▸ **Work to complete**
Copy out the records below, swapping "Localize" for "Locate" and leaving everything else as it is.

▸ **Dataset entries**
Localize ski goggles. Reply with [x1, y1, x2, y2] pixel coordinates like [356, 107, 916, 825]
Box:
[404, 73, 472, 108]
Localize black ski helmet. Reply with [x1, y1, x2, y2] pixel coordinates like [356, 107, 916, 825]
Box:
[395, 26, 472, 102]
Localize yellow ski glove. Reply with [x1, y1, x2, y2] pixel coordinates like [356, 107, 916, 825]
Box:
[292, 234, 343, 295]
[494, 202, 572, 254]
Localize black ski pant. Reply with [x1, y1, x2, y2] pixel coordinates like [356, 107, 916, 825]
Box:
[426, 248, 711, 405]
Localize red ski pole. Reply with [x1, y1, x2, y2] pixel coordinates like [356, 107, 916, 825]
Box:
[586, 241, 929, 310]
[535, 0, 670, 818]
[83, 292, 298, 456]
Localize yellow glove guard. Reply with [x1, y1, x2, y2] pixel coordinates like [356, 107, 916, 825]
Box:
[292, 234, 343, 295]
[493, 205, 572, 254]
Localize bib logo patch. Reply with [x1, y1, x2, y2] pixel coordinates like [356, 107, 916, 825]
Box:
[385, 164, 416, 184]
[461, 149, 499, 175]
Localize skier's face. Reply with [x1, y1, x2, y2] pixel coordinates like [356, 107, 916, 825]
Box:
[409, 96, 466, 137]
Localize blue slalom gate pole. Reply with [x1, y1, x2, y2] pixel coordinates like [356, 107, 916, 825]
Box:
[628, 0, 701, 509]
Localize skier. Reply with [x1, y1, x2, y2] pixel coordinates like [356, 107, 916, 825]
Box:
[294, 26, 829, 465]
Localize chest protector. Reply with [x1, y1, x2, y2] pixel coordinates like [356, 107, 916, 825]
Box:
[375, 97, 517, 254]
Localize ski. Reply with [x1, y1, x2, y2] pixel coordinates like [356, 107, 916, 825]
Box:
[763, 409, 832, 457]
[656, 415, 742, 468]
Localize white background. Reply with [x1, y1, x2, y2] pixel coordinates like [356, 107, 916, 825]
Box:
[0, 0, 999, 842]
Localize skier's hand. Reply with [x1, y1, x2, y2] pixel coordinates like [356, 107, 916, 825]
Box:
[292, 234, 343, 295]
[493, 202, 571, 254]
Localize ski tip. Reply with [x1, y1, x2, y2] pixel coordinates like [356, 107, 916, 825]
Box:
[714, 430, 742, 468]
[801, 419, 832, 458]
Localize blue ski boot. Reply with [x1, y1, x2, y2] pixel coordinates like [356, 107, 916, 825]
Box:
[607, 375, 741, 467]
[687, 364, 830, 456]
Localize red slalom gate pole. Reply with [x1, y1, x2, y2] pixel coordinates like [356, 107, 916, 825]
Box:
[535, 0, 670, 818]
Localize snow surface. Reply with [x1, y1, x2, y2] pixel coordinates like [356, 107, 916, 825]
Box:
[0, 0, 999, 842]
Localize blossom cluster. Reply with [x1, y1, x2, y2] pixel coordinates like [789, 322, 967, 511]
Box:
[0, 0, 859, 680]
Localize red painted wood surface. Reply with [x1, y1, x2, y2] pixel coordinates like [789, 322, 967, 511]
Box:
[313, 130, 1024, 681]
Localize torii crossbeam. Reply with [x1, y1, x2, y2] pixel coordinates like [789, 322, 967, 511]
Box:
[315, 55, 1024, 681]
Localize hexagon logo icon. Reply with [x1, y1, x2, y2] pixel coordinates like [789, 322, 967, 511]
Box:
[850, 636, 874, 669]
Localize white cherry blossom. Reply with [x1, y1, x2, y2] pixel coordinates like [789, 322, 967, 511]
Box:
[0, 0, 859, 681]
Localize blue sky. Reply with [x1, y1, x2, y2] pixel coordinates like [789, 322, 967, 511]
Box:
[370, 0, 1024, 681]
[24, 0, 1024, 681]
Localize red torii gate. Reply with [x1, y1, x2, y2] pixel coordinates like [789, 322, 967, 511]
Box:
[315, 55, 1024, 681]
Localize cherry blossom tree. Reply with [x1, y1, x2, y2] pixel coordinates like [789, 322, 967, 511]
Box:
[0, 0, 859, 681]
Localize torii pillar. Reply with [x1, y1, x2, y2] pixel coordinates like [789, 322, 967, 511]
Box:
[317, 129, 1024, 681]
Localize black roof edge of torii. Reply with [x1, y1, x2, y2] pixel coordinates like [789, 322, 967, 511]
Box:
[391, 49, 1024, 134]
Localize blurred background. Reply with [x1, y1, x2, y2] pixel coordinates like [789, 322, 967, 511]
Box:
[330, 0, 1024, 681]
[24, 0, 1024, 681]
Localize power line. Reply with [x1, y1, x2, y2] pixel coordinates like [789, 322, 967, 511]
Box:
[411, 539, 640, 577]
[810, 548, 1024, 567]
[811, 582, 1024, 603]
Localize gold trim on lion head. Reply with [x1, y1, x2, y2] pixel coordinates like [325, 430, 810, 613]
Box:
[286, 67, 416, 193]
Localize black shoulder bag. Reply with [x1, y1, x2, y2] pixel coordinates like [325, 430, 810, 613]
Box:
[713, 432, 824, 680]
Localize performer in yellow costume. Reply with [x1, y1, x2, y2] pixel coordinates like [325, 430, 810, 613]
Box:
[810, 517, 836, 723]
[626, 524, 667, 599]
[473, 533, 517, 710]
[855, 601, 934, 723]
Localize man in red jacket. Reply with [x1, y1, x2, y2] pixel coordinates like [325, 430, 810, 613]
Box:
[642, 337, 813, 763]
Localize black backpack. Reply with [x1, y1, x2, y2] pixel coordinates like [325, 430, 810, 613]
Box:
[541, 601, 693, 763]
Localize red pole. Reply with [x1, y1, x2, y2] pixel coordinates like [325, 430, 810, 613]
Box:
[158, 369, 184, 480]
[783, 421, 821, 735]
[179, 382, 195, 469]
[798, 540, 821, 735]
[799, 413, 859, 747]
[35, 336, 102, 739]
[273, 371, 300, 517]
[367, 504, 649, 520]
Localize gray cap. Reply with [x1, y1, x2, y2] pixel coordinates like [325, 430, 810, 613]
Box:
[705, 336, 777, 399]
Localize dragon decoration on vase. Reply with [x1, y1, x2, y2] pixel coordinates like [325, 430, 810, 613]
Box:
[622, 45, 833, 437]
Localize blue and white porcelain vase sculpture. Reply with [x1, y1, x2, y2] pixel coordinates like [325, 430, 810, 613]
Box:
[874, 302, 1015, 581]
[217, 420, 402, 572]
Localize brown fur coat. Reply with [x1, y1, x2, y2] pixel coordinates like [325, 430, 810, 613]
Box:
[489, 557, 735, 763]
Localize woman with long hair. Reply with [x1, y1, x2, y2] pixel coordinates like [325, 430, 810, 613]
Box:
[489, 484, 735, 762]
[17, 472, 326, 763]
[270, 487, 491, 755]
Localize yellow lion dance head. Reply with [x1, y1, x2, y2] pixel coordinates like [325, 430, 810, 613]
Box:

▸ **Right answer**
Locate ski goggles. Reply with [x1, y1, x2, y2] pixel coordinates like [356, 107, 916, 825]
Box:
[404, 73, 472, 108]
Locate black ski helmet. Reply with [x1, y1, x2, y2] pixel coordinates like [356, 107, 916, 825]
Box:
[395, 26, 472, 102]
Locate yellow ski glove. Reply with [x1, y1, x2, y2] pixel coordinates like [356, 107, 916, 825]
Box:
[292, 234, 343, 295]
[494, 202, 572, 254]
Locate black ski pant. Reply with [x1, y1, x2, y2] pixel coordinates like [356, 107, 916, 825]
Box:
[426, 248, 711, 405]
Locate red ski pole. Reply with [x1, y1, x2, y2] pixel coordinates like [356, 107, 916, 825]
Box:
[586, 241, 929, 310]
[535, 0, 670, 818]
[83, 292, 298, 456]
Locate yellow glove guard. Reply with [x1, y1, x2, y2] pixel coordinates like [356, 107, 916, 825]
Box:
[292, 234, 343, 295]
[493, 205, 572, 254]
Locate bib logo patch. Reply with [x1, y1, x2, y2] pixel coordinates like [356, 107, 916, 825]
Box:
[385, 164, 416, 184]
[461, 149, 499, 175]
Locate skier's face. Reply with [x1, y1, x2, y2] pixel coordinates like [356, 107, 916, 825]
Box:
[409, 96, 466, 137]
Locate blue slalom gate pole. Reply with [x1, y1, x2, y2] pixel coordinates like [356, 107, 916, 825]
Box:
[628, 0, 701, 509]
Locate skier. Reply with [x1, y1, x2, y2] pixel coordinates like [356, 107, 916, 825]
Box:
[294, 26, 829, 465]
Locate chest protector. Reply with [x1, y1, x2, y2] pixel coordinates like [356, 107, 916, 825]
Box:
[375, 97, 517, 254]
Locate ski. Reply with [x1, y1, x2, y2] pixel coordinates like [356, 107, 916, 825]
Box:
[763, 409, 832, 457]
[656, 415, 742, 468]
Locate white background. Reply with [x1, y1, x2, y2] pixel coordinates like [356, 107, 916, 825]
Box:
[0, 0, 999, 842]
Locate skier's hand. Reply with [x1, y1, x2, y2] pixel coordinates like [356, 107, 916, 825]
Box:
[292, 234, 343, 295]
[493, 202, 571, 254]
Locate ski tip. Reply with [x1, y1, x2, y2] pixel coordinates like [356, 107, 916, 825]
Box:
[714, 430, 742, 468]
[801, 419, 832, 458]
Locate blue ski boot. Reply with [x1, y1, x2, y2] pixel coordinates like [356, 107, 916, 825]
Box:
[607, 375, 741, 467]
[687, 364, 830, 456]
Locate red slalom gate pole. Reply with [x1, y1, x2, y2] pixel coordinates like [356, 107, 916, 825]
Box:
[535, 0, 670, 818]
Locate snow surface. Reply with [x1, y1, x2, y2] pixel coordinates like [356, 107, 916, 825]
Box:
[0, 0, 999, 842]
Locate blossom cluster. Reply with [x1, y1, x2, y2] pixel coordinates like [789, 322, 967, 511]
Box:
[0, 0, 859, 680]
Locate red painted wood surface. Reply with [x1, y1, x2, y2] pixel coordinates like [789, 322, 967, 511]
Box:
[313, 130, 1024, 681]
Locate torii crossbeam. Reply with [x1, y1, x2, y2] pixel coordinates like [789, 322, 967, 511]
Box:
[315, 55, 1024, 681]
Locate hexagon logo icon. Reply with [x1, y1, x2, y2] pixel coordinates like [789, 322, 967, 511]
Box:
[850, 636, 874, 669]
Locate white cherry blossom. Reply with [x1, y1, x2, y2] pixel coordinates like [789, 322, 967, 511]
Box:
[0, 0, 859, 681]
Locate blue sky. Reply with [x1, y1, x2, y2] pixel coordinates like [789, 322, 967, 511]
Box:
[370, 0, 1024, 681]
[24, 0, 1024, 681]
Locate red torii gate. Reply with [x1, y1, x2, y2] pixel coordinates like [789, 322, 967, 511]
Box:
[315, 55, 1024, 681]
Locate cherry blossom tree. Reply with [x1, y1, x2, y2] pixel coordinates like [789, 322, 967, 511]
Box:
[0, 0, 859, 681]
Locate torii pillar. Reply with [x1, y1, x2, y2] pixel coordinates like [789, 322, 967, 511]
Box:
[317, 129, 1024, 681]
Locate black roof edge of torii. Reply with [x1, y1, x2, y2] pixel coordinates like [789, 322, 967, 511]
Box:
[391, 49, 1024, 134]
Locate blurred background. Reply with [x1, y1, x2, y2] pixel coordinates like [789, 322, 967, 511]
Box:
[330, 0, 1024, 681]
[24, 0, 1024, 681]
Locate power line. Reply with [x1, y1, x2, y2] pixel coordinates like [789, 322, 967, 511]
Box:
[411, 539, 640, 577]
[810, 548, 1024, 567]
[811, 582, 1024, 603]
Locate gold trim on lion head. Reply with [x1, y1, x2, y2] pixel coordinates like [325, 430, 810, 613]
Box:
[286, 67, 416, 193]
Locate black shoulder bag. Reply with [x1, y1, x2, y2] pixel coordinates like [325, 430, 810, 613]
Box:
[713, 432, 824, 680]
Locate performer in yellow costume. Reply with [x1, y1, x2, y2] pixel coordinates like [325, 430, 810, 613]
Box:
[810, 517, 836, 723]
[626, 524, 667, 599]
[473, 533, 517, 710]
[855, 601, 934, 723]
Locate man in red jacket. Reply with [x1, y1, x2, y2] pixel coordinates like [325, 430, 810, 613]
Box:
[642, 337, 813, 763]
Locate black backpack. Reply with [x1, y1, x2, y2] pixel coordinates like [325, 430, 810, 613]
Box:
[541, 601, 693, 763]
Locate red pole. Reply with [x1, y1, x2, y2] pixel coordinates like [325, 430, 810, 613]
Box:
[158, 369, 184, 480]
[783, 421, 821, 735]
[179, 382, 195, 469]
[798, 540, 821, 735]
[799, 413, 859, 747]
[35, 336, 102, 739]
[273, 371, 300, 517]
[367, 504, 649, 520]
Locate gray cap. Reply with [x1, y1, x2, y2] pixel coordinates like [325, 430, 810, 613]
Box:
[705, 336, 777, 399]
Locate dragon decoration on vase. Reply with [x1, y1, x2, y2] pixel coordinates like [325, 430, 810, 613]
Box:
[622, 45, 833, 437]
Locate blue and white porcelain vase sculpture. Reply with [x1, y1, x2, y2] pixel coordinates like [325, 430, 810, 613]
Box:
[874, 302, 1015, 581]
[217, 420, 402, 572]
Locate brown fur coat. Reply with [x1, y1, x2, y2] pixel coordinates like [325, 430, 810, 613]
Box:
[489, 557, 735, 763]
Locate woman with long hair. Reply with [x1, y1, x2, y2] pixel coordinates like [325, 430, 810, 613]
Box:
[489, 484, 735, 762]
[17, 472, 326, 763]
[270, 487, 491, 755]
Locate yellow lion dance head. Reply with [x1, y1, x2, y2] pixel coordinates like [325, 430, 810, 613]
Box:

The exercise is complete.